== WRITTEN EXERCISE 1 ==
Reproduce the records word for word, starting at their first line and ending with the line containing "left=27, top=3, right=291, bottom=197", with both ends included. Omit the pictures from your answer.

-------- TEXT PROVIDED

Dataset Exchange Working Group Charter

The mission of the Dataset Exchange WG is to:

Join the Dataset Exchange Working Group.

Start date 20 January 2020
End date 31 December 2021
Charter Extension See Change History.
Chairs Peter Winstanley, The Scottish Government,
A N Other
Team Contacts Dave Raggett (0.1 FTE)
Meeting Schedule Teleconferences: 1-hour calls will be held weekly
Face-to-face: twice per year, expected to include the W3C's annual Technical Plenary week.

Goals

Sharing data among researchers, governments and citizens, whether openly or not, requires the provision of metadata. Different communities use different metadata standards to describe their datasets, some of which are highly specialized. At a general level W3C’s Data Catalog Vocabulary, DCAT, is in widespread use, but so too are CKAN’s native schema, schema.org's dataset description vocabulary, ISO 19115, DDI, SDMX, CERIF, VoID, INSPIRE and, in the healthcare and life sciences domain, the Dataset Description vocabulary and DATS (ref) among others. This variety is a clear indication that no single vocabulary offers a complete and universally accepted solution.

DCAT has known gaps in coverage, for example around time series and versions. DCAT has been successful and is in wide use, but these gaps must be addressed if usage is to continue to grow across different communities and the variety of metadata schemas is to reduce.

----------------

== WRITTEN EXERCISE 2 ==
Answer these questions from the working group charter:
(a) What start date does it give?
(b) How long are the teleconference calls, and how often are they held?
(c) What two examples of gaps in DCAT's coverage does it name?

-------- ENTRIES

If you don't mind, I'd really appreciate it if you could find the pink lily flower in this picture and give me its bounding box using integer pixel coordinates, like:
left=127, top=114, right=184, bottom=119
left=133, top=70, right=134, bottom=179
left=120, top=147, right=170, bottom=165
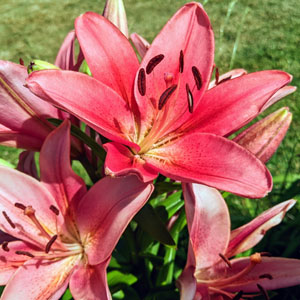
left=27, top=3, right=291, bottom=197
left=0, top=121, right=153, bottom=300
left=178, top=184, right=300, bottom=300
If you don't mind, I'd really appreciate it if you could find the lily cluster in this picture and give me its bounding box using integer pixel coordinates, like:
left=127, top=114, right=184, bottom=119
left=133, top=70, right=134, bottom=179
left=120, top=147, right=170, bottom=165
left=0, top=0, right=300, bottom=300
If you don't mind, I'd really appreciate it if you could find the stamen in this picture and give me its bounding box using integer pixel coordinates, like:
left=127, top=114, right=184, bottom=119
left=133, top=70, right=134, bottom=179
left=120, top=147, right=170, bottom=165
left=259, top=274, right=273, bottom=280
left=15, top=250, right=34, bottom=257
left=15, top=202, right=26, bottom=210
left=146, top=54, right=165, bottom=75
left=1, top=241, right=9, bottom=252
left=232, top=291, right=244, bottom=300
left=219, top=253, right=232, bottom=268
left=158, top=84, right=177, bottom=110
left=185, top=84, right=194, bottom=113
left=45, top=234, right=57, bottom=253
left=192, top=66, right=202, bottom=90
left=216, top=67, right=220, bottom=84
left=49, top=205, right=59, bottom=216
left=138, top=68, right=146, bottom=96
left=2, top=211, right=16, bottom=229
left=179, top=50, right=184, bottom=73
left=257, top=284, right=270, bottom=300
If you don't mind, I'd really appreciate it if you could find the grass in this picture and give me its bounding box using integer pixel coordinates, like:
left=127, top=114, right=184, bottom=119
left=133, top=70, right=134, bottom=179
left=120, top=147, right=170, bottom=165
left=0, top=0, right=300, bottom=299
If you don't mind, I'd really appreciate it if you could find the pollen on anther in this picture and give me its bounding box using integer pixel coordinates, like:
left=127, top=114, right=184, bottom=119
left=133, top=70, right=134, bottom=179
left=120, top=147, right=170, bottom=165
left=45, top=234, right=57, bottom=253
left=185, top=84, right=194, bottom=113
left=192, top=66, right=202, bottom=90
left=2, top=211, right=16, bottom=229
left=146, top=54, right=165, bottom=75
left=49, top=205, right=59, bottom=216
left=179, top=50, right=184, bottom=73
left=15, top=202, right=26, bottom=210
left=1, top=241, right=9, bottom=252
left=138, top=68, right=146, bottom=96
left=158, top=84, right=177, bottom=110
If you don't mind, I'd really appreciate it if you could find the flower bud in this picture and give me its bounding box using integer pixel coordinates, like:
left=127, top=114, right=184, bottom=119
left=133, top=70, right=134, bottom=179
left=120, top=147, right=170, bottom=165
left=234, top=107, right=292, bottom=163
left=27, top=59, right=59, bottom=74
left=103, top=0, right=129, bottom=38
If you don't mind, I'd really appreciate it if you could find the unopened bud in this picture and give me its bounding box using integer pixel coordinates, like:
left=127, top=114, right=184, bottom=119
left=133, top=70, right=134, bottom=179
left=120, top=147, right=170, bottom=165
left=234, top=107, right=292, bottom=163
left=103, top=0, right=129, bottom=38
left=27, top=59, right=59, bottom=74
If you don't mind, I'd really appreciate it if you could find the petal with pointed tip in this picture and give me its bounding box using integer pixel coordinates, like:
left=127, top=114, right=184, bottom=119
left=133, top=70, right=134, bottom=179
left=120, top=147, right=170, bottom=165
left=226, top=200, right=296, bottom=257
left=70, top=258, right=111, bottom=300
left=183, top=183, right=230, bottom=271
left=144, top=132, right=272, bottom=198
left=76, top=175, right=153, bottom=265
left=27, top=70, right=135, bottom=150
left=184, top=70, right=292, bottom=136
left=226, top=257, right=300, bottom=293
left=75, top=12, right=139, bottom=104
left=103, top=142, right=158, bottom=182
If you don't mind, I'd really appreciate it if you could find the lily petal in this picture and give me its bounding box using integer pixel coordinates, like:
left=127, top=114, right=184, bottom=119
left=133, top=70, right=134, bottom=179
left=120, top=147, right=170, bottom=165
left=103, top=142, right=158, bottom=182
left=226, top=257, right=300, bottom=293
left=75, top=12, right=139, bottom=104
left=183, top=183, right=230, bottom=271
left=27, top=70, right=135, bottom=146
left=40, top=120, right=86, bottom=215
left=144, top=133, right=272, bottom=198
left=182, top=70, right=292, bottom=136
left=226, top=200, right=296, bottom=257
left=70, top=258, right=111, bottom=300
left=76, top=175, right=153, bottom=265
left=1, top=256, right=78, bottom=300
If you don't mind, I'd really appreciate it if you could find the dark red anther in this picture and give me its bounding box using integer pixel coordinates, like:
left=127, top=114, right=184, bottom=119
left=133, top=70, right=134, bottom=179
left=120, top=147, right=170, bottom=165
left=258, top=274, right=273, bottom=280
left=1, top=241, right=9, bottom=252
left=138, top=68, right=146, bottom=96
left=15, top=202, right=26, bottom=210
left=192, top=66, right=202, bottom=90
left=179, top=50, right=184, bottom=73
left=216, top=67, right=220, bottom=84
left=2, top=211, right=16, bottom=229
left=49, top=205, right=59, bottom=216
left=158, top=84, right=177, bottom=110
left=256, top=284, right=270, bottom=300
left=232, top=291, right=244, bottom=300
left=15, top=250, right=34, bottom=257
left=185, top=84, right=194, bottom=113
left=45, top=234, right=57, bottom=253
left=146, top=54, right=165, bottom=74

----------------

== EXERCISE RESULT 1 ==
If you don't mind, I'd really appreciate it if you could find the pink lily flower in this picture and give me its bounding box using integer pixel coordinates, like:
left=127, top=114, right=184, bottom=119
left=133, top=70, right=134, bottom=179
left=120, top=147, right=170, bottom=165
left=27, top=3, right=291, bottom=197

== EXERCISE RESULT 2 ==
(a) 20 January 2020
(b) The calls last one hour and are held weekly.
(c) Time series and versions